● Text shown:
--------------------------------

Scholar: Qu Wen
When: April 7th, 2026, 1:00PM
Where: SEC C107
Zoom: https://unl.zoom.us/j/98867398205
Title: Microbially Facilitated Processes for Bioproduct Formation, Metal Recovery, and PFAS Biotransformation in the Agricultural Context
Abstract: Microbially facilitated processes play a significant role in both natural and engineered systems. This dissertation aims to develop microbially facilitated processes for resource recovery from waste streams such as livestock and electronic wastes, and to study the release and biotransformation of biosolids-borne PFAS in agricultural watersheds. First, in an effort to valorize agricultural wastes into medium chain carboxylic acids (MCCAs) through co-fermentation, the addition of corn silage to beef cattle manure effectively inhibited methanogenesis and provided an electron donor source for chain elongation, resulting in high-titer accumulation of caproate at 7.13 ± 0.99 g/L at the end of a two-stage co-fermentation process. Second, a reductive bioleaching process using corn silage was developed for metal recovery from the cathodes of spent lithium-ion batteries, achieving leaching efficiencies of 96.70 ± 3.22%, 89.47 ± 4.09%, 70.55 ± 4.95%, and 83.65 ± 6.25% for Li, Ni, Co, and Mn, respectively, after a 31-day bioleaching stage at a pulp density of 0.25% in the treatment with 6% corn silage concentration. Finally, efforts were made to study the effects of the aging of biosolids and the presence of sediment microbiome on the release of biosolid borne PFAS at the interface of water and sediment in surface waters within agricultural watersheds. Biosolid aging can significantly delay the release of long chain PFAS and promote the biotransformation to and release of perfluorocarboxylic acids (PFCAs). Overall, these studies demonstrate the great potential of microbial processes in advancing circular bioeconomy and highlight their significance in the fate and transport of environmental pollutants such as PFAS in agricultural ecosystems.

--------------------------------

● Region pointing data:
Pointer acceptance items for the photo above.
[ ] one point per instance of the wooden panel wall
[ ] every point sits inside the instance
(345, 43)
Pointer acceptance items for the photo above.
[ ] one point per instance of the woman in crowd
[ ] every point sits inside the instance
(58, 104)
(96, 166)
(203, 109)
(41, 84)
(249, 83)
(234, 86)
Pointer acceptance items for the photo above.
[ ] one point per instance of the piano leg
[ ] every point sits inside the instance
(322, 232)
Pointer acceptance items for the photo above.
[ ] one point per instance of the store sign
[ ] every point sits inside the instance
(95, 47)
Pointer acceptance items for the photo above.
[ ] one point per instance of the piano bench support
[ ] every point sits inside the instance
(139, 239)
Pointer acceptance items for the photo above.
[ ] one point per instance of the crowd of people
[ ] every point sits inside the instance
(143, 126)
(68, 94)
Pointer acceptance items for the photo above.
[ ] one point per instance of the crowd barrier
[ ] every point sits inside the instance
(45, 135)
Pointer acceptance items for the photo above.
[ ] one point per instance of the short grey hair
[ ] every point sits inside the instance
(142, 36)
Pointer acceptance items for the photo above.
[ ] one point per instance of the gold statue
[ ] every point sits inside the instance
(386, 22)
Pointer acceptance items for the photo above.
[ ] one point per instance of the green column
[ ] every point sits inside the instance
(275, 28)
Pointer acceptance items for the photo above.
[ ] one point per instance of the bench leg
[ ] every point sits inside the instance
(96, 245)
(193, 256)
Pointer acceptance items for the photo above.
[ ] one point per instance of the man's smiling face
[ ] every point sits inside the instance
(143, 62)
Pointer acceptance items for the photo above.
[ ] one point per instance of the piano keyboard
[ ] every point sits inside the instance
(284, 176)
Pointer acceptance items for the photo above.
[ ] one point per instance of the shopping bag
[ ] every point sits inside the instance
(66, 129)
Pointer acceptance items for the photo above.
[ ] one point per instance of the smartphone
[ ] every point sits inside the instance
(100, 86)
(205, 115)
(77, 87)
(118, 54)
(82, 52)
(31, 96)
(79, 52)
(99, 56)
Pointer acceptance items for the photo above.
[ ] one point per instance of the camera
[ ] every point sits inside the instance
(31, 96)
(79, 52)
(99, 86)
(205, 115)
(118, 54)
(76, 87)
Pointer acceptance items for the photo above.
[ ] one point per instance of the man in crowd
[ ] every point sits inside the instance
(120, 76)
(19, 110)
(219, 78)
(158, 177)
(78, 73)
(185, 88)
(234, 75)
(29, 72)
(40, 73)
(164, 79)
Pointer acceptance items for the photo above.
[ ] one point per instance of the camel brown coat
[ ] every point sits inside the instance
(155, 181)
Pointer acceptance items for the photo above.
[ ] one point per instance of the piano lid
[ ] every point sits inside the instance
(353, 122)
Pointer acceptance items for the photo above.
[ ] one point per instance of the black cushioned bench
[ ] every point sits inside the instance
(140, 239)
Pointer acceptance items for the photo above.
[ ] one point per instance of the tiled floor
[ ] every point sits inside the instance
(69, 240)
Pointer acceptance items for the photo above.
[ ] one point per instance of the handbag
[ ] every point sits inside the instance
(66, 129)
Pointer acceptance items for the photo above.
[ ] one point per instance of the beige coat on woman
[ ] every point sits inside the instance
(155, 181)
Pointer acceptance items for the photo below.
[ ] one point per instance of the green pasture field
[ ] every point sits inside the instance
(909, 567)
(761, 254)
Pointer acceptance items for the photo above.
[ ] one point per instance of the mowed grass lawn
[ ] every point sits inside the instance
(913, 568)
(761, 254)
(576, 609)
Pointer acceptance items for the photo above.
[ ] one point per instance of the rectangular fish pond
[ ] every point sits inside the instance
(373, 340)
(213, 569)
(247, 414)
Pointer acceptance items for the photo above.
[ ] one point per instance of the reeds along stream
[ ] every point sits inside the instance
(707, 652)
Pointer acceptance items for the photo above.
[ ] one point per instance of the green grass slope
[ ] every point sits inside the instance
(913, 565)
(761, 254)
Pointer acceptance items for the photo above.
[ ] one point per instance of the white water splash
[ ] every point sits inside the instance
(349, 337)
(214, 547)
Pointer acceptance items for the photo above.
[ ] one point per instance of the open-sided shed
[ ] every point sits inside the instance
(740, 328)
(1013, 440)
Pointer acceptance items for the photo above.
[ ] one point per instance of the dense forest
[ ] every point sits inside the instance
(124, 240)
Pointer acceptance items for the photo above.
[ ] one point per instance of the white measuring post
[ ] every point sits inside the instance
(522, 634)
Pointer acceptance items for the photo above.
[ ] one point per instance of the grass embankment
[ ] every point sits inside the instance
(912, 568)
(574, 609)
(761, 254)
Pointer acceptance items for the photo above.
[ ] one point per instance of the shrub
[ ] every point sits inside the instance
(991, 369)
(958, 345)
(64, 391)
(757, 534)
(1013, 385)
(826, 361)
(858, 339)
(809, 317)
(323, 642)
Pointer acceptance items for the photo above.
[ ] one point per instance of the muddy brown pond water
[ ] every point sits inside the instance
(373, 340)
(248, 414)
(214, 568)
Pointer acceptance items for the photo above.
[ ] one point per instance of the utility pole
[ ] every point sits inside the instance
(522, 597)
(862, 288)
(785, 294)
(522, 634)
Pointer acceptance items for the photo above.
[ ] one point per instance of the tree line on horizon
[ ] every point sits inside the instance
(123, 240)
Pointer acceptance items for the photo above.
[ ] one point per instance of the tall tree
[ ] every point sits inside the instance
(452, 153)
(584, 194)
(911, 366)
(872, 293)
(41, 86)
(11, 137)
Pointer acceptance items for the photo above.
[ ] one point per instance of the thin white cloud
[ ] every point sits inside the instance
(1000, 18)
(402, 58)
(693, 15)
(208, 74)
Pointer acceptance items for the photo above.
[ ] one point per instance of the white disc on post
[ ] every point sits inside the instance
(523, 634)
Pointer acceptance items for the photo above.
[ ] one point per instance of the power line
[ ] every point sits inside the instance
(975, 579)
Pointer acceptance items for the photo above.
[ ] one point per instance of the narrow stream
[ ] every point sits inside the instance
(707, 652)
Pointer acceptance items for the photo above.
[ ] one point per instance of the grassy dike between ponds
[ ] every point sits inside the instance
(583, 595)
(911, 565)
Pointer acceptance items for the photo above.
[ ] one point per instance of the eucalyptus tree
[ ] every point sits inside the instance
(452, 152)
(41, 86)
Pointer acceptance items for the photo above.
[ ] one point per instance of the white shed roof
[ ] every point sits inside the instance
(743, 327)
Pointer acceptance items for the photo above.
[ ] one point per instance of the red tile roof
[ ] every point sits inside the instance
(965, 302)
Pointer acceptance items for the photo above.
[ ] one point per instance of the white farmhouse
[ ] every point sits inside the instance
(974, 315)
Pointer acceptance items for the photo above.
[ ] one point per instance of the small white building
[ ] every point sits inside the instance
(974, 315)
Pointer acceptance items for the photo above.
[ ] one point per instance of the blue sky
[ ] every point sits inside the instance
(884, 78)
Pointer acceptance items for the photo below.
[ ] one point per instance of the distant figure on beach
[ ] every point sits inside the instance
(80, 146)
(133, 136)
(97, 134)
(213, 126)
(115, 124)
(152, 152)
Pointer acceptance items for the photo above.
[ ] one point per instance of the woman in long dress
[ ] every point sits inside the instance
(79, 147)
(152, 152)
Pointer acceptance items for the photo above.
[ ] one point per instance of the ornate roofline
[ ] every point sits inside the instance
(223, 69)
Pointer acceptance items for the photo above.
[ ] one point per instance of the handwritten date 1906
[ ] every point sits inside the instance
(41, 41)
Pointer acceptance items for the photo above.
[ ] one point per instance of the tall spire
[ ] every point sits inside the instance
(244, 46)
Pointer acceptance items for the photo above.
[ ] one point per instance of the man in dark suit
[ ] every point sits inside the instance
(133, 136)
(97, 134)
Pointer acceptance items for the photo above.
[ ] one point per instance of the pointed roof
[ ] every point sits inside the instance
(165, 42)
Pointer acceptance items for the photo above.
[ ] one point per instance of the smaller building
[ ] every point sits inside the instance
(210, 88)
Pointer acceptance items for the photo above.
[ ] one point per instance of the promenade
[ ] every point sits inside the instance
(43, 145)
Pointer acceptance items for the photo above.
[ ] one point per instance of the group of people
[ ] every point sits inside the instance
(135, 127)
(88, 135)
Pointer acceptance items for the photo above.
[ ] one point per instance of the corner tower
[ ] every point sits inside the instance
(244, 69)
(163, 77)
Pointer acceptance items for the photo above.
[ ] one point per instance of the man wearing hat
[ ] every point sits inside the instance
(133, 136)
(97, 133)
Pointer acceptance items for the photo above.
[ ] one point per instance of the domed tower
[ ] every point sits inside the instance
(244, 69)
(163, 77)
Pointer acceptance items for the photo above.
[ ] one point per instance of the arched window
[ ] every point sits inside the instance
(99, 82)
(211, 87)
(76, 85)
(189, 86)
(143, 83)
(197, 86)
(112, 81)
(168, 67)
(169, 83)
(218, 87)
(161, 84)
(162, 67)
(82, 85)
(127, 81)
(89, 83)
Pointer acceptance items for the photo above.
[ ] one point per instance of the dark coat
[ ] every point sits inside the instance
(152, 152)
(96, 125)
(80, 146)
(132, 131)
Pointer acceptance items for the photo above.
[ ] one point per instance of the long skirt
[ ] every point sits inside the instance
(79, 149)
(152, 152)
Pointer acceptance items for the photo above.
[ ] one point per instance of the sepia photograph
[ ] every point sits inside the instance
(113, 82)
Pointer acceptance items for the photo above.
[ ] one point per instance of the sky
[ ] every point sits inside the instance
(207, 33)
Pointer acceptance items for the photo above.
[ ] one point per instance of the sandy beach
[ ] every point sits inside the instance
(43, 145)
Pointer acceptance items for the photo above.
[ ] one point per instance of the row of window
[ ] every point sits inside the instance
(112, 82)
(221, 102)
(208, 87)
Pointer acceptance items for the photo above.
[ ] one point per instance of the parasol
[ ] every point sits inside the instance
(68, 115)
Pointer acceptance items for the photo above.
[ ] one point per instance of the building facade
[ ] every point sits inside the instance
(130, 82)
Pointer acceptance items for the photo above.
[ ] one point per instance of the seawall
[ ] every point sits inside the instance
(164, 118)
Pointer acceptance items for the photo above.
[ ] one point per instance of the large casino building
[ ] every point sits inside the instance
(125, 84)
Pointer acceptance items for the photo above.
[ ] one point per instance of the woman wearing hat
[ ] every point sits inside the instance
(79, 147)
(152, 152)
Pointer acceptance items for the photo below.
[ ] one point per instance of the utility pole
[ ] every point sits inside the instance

--------------------------------

● Your task:
Using the dissertation announcement above, mark each statement yes or no, and back each answer with the deciding words of the announcement, quoted exactly.
1. Caproate reached a titer of 7.13 ± 0.99 g/L at the end of a two-stage co-fermentation process.
2. The bioleaching process recovered cobalt more efficiently than nickel.
3. Biosolid aging speeds up the release of long chain PFAS.

● Result of this exercise:
1. Yes: "resulting in high-titer accumulation of caproate at 7.13 ± 0.99 g/L at the end of a two-stage co-fermentation process"
2. No: "achieving leaching efficiencies of 96.70 ± 3.22%, 89.47 ± 4.09%, 70.55 ± 4.95%, and 83.65 ± 6.25% for Li, Ni, Co, and Mn, respectively"
3. No: "Biosolid aging can significantly delay the release of long chain PFAS"